### Problem
Count the lines in the data below that contain the string "blurred" with matching case, and give only the number.

Recorded data:
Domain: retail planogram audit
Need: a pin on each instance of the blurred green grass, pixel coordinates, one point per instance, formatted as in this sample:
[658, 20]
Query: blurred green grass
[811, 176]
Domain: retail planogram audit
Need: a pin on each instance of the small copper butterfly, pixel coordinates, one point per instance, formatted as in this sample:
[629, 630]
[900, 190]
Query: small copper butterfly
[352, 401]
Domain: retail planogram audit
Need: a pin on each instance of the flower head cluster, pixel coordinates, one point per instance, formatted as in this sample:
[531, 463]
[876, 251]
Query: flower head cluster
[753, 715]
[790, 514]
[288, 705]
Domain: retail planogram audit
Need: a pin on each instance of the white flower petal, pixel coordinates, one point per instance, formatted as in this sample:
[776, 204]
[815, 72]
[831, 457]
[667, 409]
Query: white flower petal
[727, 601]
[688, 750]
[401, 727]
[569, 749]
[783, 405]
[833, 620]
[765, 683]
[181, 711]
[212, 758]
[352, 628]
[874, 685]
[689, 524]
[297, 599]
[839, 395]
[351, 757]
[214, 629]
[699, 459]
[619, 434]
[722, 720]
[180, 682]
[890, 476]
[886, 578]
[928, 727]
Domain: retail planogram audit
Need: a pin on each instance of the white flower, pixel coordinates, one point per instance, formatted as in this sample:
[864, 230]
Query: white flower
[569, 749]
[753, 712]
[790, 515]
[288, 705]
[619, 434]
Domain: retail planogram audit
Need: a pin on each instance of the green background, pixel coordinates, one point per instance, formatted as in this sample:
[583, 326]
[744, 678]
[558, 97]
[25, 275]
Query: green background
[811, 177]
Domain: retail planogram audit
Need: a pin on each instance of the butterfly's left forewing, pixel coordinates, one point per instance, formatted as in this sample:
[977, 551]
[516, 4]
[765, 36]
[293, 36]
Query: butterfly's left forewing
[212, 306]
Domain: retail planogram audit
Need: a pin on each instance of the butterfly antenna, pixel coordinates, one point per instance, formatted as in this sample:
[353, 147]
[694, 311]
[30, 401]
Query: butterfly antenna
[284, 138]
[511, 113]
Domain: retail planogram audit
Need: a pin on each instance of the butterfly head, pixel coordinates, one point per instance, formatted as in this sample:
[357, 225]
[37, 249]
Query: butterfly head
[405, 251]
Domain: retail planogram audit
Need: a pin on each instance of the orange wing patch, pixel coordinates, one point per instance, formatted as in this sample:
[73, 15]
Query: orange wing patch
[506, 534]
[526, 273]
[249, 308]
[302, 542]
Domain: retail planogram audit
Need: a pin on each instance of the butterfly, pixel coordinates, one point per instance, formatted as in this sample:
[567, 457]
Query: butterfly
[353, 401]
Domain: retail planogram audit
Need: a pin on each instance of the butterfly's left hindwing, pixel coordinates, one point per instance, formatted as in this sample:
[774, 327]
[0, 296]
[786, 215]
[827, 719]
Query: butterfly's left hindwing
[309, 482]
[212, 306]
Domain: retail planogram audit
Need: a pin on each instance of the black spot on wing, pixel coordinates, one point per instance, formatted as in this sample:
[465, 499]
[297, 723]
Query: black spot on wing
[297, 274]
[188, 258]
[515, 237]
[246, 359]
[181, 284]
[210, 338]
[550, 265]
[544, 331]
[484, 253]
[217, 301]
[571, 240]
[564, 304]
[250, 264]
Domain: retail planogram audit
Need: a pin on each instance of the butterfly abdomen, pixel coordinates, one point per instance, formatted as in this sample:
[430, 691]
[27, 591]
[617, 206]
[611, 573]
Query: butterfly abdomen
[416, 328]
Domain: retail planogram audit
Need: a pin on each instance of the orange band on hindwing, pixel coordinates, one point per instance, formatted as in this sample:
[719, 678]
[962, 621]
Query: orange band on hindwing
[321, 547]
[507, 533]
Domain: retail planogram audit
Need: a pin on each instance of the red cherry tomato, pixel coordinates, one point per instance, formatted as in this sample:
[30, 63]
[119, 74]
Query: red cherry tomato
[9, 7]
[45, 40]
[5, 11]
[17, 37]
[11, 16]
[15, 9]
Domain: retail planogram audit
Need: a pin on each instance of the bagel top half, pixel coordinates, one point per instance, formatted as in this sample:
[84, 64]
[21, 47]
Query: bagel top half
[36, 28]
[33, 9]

### Answer to the exercise
2